• Exercise objective:
Down to the last character, repeat the entries beneath this task.

• Data records:
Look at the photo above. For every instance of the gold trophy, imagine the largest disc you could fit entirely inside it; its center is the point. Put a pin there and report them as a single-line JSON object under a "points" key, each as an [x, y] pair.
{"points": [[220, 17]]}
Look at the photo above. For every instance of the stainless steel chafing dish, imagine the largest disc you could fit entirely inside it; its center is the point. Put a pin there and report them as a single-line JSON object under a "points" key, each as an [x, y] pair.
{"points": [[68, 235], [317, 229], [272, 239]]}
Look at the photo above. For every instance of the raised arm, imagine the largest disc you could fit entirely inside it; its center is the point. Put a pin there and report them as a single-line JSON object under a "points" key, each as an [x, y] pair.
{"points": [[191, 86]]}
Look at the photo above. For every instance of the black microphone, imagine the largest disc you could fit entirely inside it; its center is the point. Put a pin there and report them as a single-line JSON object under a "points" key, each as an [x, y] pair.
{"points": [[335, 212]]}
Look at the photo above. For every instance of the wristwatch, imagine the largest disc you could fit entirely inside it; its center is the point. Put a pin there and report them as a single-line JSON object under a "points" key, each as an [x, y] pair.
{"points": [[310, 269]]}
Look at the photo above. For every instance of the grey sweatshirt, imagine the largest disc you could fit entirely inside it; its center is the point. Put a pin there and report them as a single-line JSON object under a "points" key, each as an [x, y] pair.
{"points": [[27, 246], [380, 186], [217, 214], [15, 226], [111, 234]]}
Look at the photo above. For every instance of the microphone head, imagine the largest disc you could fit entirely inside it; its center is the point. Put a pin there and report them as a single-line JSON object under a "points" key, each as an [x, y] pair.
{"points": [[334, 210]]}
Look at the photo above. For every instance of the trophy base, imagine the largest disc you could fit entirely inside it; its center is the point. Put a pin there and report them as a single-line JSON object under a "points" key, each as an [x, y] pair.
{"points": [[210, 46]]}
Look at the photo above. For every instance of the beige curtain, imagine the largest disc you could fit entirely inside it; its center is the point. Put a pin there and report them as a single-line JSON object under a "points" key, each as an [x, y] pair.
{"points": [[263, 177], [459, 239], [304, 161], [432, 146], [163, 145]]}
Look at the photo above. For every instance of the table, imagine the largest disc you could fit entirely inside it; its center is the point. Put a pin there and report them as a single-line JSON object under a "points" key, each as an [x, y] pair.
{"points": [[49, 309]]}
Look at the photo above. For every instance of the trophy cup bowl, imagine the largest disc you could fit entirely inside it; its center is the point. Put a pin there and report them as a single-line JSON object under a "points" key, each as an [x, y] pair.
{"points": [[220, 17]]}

• Written answer:
Look at the photo above. For every instance of the gold trophy, imagine the largest disc you could fit entirely inside it; its center is the point. Put a pin there and report them as a single-line JSON object under a "points" key, each as an [x, y] pair.
{"points": [[220, 17]]}
Look at the photo above. For every instance of the stainless steel chafing dish, imagine the largest disc you could fit entirely inside it; its center is the point. Put a pin there and report them as a single-line JSON object under a "points" key, each as an [x, y] pair.
{"points": [[68, 235], [317, 229], [272, 239]]}
Look at the photo above. For every instance of the raised arm, imagine the largest disc you could fit entirely inside it; its center is the point. Put a pin there and report them as a single-line JSON object under a "points" key, each as an [x, y] pair.
{"points": [[191, 86]]}
Look at the photo above. For every instance of the black microphone, imagine the largest disc you could fit entirely inside it; its center is the point. Put a pin there and report them as a single-line JSON object under a "points" key, each as an [x, y] pair.
{"points": [[335, 212]]}
Look at the photo above. For every instance of the wristwatch, imagine the largest disc you could fit entirely inside it; its center is the point. Put a pin there and report them as a single-line JSON object under a "points" key, each as an [x, y] pair.
{"points": [[310, 269]]}
Look at the photo above. For every instance of the grey sweatshirt, imagine the largest disc you could fit entirely inside it; its center is the point. Put a pin there and report them as a single-line JSON object under a "points" key, each as an [x, y] pair.
{"points": [[27, 246], [380, 186], [217, 214], [15, 226], [111, 234]]}
Look at the photo above. For every instance of the microphone head, imagine the largest disc you could fit entirely inside it; its center is the point. Put a pin there and report them as a single-line JSON object under a "points" key, each as an [x, y] pair.
{"points": [[334, 210]]}
Look at the photo above. For every instance of the trophy base, imagine the largest disc you could fit entirely inside it; its center is the point. Put a pin there and report them as a single-line JSON object under a "points" key, each as an [x, y] pair.
{"points": [[210, 46]]}
Look at the photo above. For every instance of the beige curtain, imagine the largest disc you could fit entirely inside it; its center is the point. Put a pin there and report them as a single-line JSON object under a "points" key, each as an [x, y] pair.
{"points": [[263, 177], [459, 239], [304, 161], [432, 146], [163, 145]]}
Look at the photo above. For every instance of the table, imagine the largest disc you could fit entirely inside it; its center is the point. Put a pin there and report them as a single-line JSON object under a "points" key, each as an [x, y] pair.
{"points": [[49, 309]]}
Look at the photo above. For every instance of the trophy cup bowl, imagine the largest disc you could fit entirely inside it; its center is the point. Put a pin there and report them as a single-line JSON object under a "points" key, each as an [x, y] pair.
{"points": [[220, 17]]}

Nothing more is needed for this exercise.